[The request] Copy every line of the material below word for word, and leave the pictures out of your copy.

-- START Records shown --

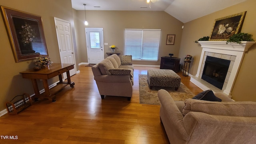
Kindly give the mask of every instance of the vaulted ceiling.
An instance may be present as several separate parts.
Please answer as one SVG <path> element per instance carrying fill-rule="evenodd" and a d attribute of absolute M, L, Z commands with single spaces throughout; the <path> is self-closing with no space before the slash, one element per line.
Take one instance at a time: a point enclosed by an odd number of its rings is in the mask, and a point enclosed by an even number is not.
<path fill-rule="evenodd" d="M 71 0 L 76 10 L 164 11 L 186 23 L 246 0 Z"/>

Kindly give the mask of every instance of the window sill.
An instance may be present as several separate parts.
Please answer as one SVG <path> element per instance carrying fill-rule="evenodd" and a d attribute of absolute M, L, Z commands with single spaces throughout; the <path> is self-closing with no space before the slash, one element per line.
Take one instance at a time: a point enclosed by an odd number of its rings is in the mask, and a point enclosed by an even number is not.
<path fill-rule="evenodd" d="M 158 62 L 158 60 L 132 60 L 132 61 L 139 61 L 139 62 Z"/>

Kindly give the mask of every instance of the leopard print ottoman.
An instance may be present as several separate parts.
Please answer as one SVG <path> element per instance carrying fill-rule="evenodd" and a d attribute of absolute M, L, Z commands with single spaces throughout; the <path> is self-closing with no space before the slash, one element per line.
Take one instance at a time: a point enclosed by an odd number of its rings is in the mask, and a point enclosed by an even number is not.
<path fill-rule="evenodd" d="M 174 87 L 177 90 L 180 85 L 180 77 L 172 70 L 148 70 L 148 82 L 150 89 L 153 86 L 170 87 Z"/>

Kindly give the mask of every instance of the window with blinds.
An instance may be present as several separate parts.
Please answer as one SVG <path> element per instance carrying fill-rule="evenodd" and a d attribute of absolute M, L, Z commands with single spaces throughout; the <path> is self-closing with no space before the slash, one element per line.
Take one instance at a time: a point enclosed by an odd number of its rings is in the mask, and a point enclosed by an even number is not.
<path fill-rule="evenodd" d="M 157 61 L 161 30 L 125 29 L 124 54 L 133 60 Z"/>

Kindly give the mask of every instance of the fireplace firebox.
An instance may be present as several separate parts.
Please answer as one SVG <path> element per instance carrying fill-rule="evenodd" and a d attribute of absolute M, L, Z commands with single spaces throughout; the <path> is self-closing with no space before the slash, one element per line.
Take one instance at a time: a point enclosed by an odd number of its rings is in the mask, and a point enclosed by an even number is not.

-- END Records shown --

[Reply]
Kindly give the mask of every instance of the vaulted ceiling.
An instance may be present as several separate parts.
Please answer as one SVG <path> element per instance carrying fill-rule="evenodd" and a d attribute of absolute M, L, Z commands with single spaces throughout; the <path> is self-closing with no space before the slash, one element per line.
Take one instance at a time: a point enclosed by an odd number of its rings is in the mask, and a point enclosed by an even number is not.
<path fill-rule="evenodd" d="M 71 0 L 76 10 L 164 11 L 186 23 L 246 0 Z"/>

Kindly give the mask of every instance of the window sill.
An instance may be present as several separate parts.
Please answer as one SVG <path> element per instance carrying fill-rule="evenodd" and a d attribute of absolute M, L, Z commands with single spaces throughout; the <path> is self-closing with no space before the slash, one element per line.
Take one instance at a time: a point enclosed by an odd number of its rings is in the mask, and a point enclosed by an even number is not.
<path fill-rule="evenodd" d="M 158 62 L 158 60 L 132 60 L 132 61 L 139 61 L 139 62 Z"/>

Kindly give the mask of every instance of the leopard print ottoman.
An instance may be present as several separate parts.
Please answer as one SVG <path> element per instance carrying fill-rule="evenodd" and a d attribute of absolute M, L, Z commands with single spaces throughout; the <path> is self-closing with no space before the slash, one element per line.
Take one instance at a time: a point enclosed by an odd number of its rings is in the mask, and a point enclosed by an even number is not.
<path fill-rule="evenodd" d="M 174 87 L 177 90 L 180 85 L 180 77 L 172 70 L 148 70 L 148 82 L 150 89 L 153 86 L 170 87 Z"/>

Kindly give the mask of every instance of the window with blinds.
An instance may be present as several separate parts.
Please answer as one SVG <path> element per instance carrying fill-rule="evenodd" and a d attribute of absolute M, L, Z commands with single spaces throughout; the <path> is self-closing with no space before the slash, one element per line.
Take one instance at a time: a point enclosed by an odd number of its rings is in the mask, and a point enclosed by an even number is not.
<path fill-rule="evenodd" d="M 157 61 L 161 30 L 125 29 L 124 54 L 133 60 Z"/>

Kindly give the mask of every instance of the fireplace firebox.
An instance may be present as several separate parts.
Please answer as one SVG <path> element per instance carrying fill-rule="evenodd" and a d attribute of absolute M, L, Z commands with single spaces throughout; the <path> is self-closing with no space before the slash, one element per line.
Take one instance at a time: a point enclosed by an odd number of its rings is in the mask, and a point enclosed by an even number is not.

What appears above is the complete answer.